▶ [MATERIAL]
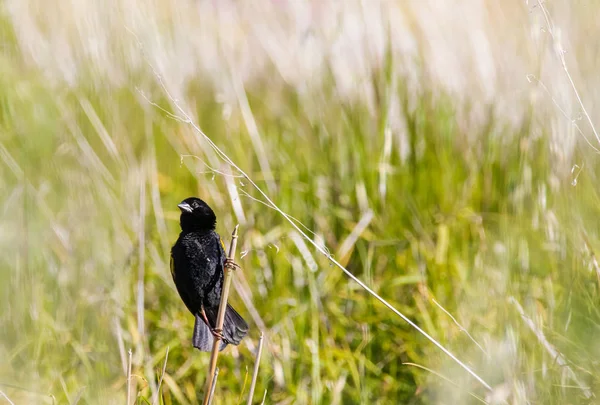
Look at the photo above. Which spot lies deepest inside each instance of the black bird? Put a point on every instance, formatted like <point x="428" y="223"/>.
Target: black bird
<point x="197" y="262"/>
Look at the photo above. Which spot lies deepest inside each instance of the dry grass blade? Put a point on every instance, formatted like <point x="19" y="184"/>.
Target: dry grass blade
<point x="221" y="316"/>
<point x="321" y="249"/>
<point x="7" y="398"/>
<point x="213" y="385"/>
<point x="256" y="366"/>
<point x="445" y="379"/>
<point x="555" y="354"/>
<point x="162" y="375"/>
<point x="129" y="378"/>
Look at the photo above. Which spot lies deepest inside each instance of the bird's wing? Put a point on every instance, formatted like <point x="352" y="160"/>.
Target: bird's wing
<point x="172" y="266"/>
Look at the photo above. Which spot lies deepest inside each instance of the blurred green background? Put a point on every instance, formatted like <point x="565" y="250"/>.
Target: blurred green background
<point x="438" y="151"/>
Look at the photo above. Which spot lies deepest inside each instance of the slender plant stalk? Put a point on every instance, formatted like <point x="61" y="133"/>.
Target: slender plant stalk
<point x="213" y="385"/>
<point x="221" y="316"/>
<point x="129" y="378"/>
<point x="256" y="366"/>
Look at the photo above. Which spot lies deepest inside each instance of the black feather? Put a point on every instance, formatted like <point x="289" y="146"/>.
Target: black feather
<point x="197" y="261"/>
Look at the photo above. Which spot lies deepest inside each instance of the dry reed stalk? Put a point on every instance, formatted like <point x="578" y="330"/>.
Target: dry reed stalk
<point x="221" y="316"/>
<point x="256" y="366"/>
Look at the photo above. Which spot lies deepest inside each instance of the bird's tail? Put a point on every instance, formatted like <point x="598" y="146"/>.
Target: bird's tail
<point x="234" y="329"/>
<point x="203" y="339"/>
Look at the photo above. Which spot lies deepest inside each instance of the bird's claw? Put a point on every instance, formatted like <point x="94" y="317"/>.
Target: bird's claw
<point x="218" y="333"/>
<point x="230" y="264"/>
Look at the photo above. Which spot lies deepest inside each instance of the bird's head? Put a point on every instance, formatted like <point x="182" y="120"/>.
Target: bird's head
<point x="196" y="215"/>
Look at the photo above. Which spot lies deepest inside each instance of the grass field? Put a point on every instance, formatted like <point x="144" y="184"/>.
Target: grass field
<point x="467" y="200"/>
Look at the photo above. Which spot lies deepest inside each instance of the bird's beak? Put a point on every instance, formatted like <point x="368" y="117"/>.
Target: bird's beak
<point x="185" y="207"/>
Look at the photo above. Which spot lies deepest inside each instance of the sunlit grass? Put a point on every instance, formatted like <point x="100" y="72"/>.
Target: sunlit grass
<point x="468" y="215"/>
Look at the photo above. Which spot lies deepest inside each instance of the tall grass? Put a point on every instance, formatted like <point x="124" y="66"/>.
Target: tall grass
<point x="472" y="199"/>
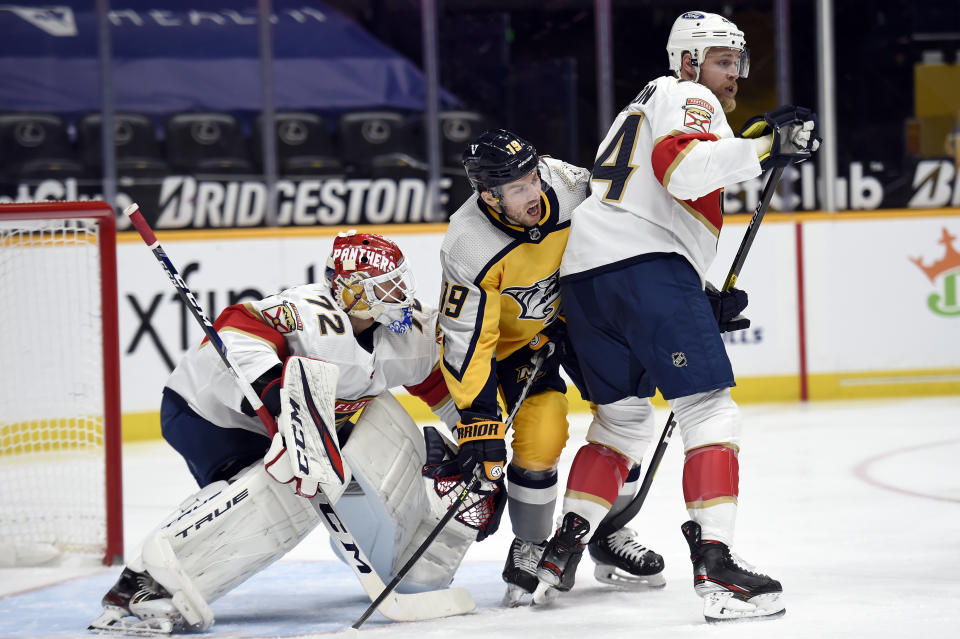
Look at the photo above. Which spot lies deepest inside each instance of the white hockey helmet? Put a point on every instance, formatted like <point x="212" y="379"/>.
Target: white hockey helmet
<point x="697" y="31"/>
<point x="370" y="279"/>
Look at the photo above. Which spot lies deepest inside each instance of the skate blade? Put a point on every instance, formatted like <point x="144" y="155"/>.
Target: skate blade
<point x="612" y="575"/>
<point x="112" y="621"/>
<point x="515" y="596"/>
<point x="723" y="606"/>
<point x="545" y="594"/>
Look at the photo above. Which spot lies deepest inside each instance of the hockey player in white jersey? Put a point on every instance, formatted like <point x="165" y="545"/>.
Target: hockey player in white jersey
<point x="369" y="334"/>
<point x="632" y="280"/>
<point x="500" y="306"/>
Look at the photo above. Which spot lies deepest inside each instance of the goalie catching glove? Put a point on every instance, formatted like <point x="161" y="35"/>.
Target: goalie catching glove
<point x="305" y="450"/>
<point x="786" y="134"/>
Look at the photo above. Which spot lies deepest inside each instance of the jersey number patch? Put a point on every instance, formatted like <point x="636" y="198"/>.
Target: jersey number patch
<point x="617" y="172"/>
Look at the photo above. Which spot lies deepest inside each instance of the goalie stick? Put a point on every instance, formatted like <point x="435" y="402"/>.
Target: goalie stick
<point x="623" y="517"/>
<point x="398" y="607"/>
<point x="538" y="361"/>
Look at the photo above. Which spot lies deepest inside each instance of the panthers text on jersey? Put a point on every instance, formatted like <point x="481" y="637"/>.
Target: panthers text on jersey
<point x="304" y="320"/>
<point x="501" y="283"/>
<point x="657" y="184"/>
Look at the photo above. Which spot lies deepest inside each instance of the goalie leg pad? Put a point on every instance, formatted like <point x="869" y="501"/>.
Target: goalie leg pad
<point x="307" y="425"/>
<point x="226" y="534"/>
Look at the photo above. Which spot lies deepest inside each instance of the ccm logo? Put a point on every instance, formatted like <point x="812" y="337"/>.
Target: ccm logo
<point x="299" y="439"/>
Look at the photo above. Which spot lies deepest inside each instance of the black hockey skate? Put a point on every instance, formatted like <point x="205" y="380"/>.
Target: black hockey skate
<point x="558" y="565"/>
<point x="623" y="561"/>
<point x="520" y="570"/>
<point x="731" y="589"/>
<point x="137" y="595"/>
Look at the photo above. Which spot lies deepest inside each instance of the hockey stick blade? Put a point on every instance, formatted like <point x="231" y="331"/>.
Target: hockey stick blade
<point x="389" y="589"/>
<point x="630" y="511"/>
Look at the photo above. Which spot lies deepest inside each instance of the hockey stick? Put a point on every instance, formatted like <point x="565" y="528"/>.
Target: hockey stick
<point x="538" y="361"/>
<point x="623" y="517"/>
<point x="399" y="607"/>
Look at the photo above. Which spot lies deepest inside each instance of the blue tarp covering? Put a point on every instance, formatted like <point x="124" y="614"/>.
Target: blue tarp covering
<point x="183" y="55"/>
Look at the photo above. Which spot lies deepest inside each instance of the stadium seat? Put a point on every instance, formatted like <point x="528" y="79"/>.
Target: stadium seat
<point x="303" y="143"/>
<point x="135" y="141"/>
<point x="372" y="138"/>
<point x="206" y="143"/>
<point x="36" y="146"/>
<point x="457" y="128"/>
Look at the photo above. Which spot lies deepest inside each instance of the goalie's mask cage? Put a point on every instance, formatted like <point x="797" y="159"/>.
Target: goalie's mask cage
<point x="697" y="31"/>
<point x="496" y="158"/>
<point x="370" y="279"/>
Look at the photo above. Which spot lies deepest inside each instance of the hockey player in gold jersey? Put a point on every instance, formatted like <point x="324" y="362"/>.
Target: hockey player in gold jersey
<point x="500" y="304"/>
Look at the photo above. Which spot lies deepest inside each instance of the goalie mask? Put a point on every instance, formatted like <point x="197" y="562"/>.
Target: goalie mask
<point x="697" y="31"/>
<point x="370" y="279"/>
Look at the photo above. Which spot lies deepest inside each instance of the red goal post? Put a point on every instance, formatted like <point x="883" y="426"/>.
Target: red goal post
<point x="60" y="431"/>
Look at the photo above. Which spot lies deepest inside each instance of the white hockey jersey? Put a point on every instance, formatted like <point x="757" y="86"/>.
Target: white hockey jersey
<point x="657" y="185"/>
<point x="304" y="320"/>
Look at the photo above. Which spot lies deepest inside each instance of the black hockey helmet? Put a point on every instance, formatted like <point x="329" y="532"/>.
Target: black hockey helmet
<point x="498" y="157"/>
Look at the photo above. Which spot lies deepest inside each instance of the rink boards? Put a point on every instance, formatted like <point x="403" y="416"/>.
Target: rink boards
<point x="843" y="306"/>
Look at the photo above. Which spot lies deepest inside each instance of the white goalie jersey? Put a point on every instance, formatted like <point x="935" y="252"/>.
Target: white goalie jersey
<point x="657" y="185"/>
<point x="304" y="320"/>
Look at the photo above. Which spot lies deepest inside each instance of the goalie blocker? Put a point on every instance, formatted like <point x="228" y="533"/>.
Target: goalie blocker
<point x="229" y="531"/>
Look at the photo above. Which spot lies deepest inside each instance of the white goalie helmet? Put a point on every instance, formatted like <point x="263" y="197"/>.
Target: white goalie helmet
<point x="370" y="279"/>
<point x="697" y="31"/>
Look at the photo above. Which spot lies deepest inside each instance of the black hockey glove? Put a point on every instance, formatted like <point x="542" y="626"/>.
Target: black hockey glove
<point x="481" y="444"/>
<point x="786" y="134"/>
<point x="267" y="387"/>
<point x="480" y="510"/>
<point x="727" y="306"/>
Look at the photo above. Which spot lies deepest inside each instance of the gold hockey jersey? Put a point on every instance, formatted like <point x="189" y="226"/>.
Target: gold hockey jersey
<point x="501" y="284"/>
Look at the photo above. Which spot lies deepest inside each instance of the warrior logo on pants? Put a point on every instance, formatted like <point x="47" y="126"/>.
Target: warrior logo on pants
<point x="540" y="301"/>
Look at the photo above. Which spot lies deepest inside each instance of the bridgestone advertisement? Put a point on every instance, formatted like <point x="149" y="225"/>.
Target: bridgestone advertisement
<point x="197" y="202"/>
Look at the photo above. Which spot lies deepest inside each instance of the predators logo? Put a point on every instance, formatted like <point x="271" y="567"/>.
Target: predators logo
<point x="540" y="301"/>
<point x="696" y="118"/>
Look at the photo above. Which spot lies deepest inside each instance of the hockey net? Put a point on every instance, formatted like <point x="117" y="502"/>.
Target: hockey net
<point x="60" y="475"/>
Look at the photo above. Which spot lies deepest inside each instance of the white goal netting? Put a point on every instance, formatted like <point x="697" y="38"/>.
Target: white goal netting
<point x="52" y="449"/>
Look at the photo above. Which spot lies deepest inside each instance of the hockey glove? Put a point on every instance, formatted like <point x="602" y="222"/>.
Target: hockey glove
<point x="480" y="510"/>
<point x="727" y="306"/>
<point x="786" y="134"/>
<point x="481" y="444"/>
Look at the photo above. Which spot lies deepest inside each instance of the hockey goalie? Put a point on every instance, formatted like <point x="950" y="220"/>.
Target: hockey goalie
<point x="317" y="355"/>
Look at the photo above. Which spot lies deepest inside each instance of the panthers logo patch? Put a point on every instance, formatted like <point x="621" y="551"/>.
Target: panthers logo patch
<point x="284" y="318"/>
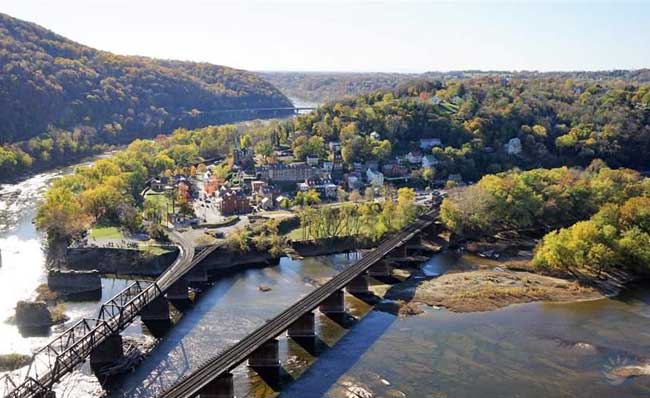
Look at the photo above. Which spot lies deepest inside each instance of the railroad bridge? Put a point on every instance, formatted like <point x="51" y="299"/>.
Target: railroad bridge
<point x="99" y="339"/>
<point x="260" y="349"/>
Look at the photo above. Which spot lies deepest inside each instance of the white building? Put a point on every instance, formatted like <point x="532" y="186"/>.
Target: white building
<point x="429" y="161"/>
<point x="312" y="160"/>
<point x="375" y="178"/>
<point x="414" y="157"/>
<point x="513" y="147"/>
<point x="428" y="143"/>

▶ [WHAT YOU SHOULD DO]
Extract, exactly as written, the span of lines from the one holding "the hockey goalie?" through the last line, inclusive. Skip any picture.

▶ [OUTPUT]
Look at the photo above. Which spot lies deepest inside each instance of the hockey goalie? Put a point on every instance, formatted like <point x="950" y="220"/>.
Target: hockey goalie
<point x="317" y="355"/>
Look at the photo above. Which spot lies deepest inside each instance of the panthers logo patch? Put a point on every instance, formatted like <point x="621" y="551"/>.
Target: panthers logo patch
<point x="284" y="318"/>
Look at the photo above. Which spot lies deepest inside each instance of the railroad bridge? Put a point on every instance, formatted like <point x="51" y="299"/>.
Target: railroad bridge
<point x="99" y="339"/>
<point x="260" y="349"/>
Look at the photo above. Which spot lies deepest inside each instance of the white building? Put a point on every instance, formatted like <point x="532" y="186"/>.
Target: white building
<point x="429" y="161"/>
<point x="312" y="160"/>
<point x="375" y="178"/>
<point x="414" y="157"/>
<point x="513" y="147"/>
<point x="428" y="143"/>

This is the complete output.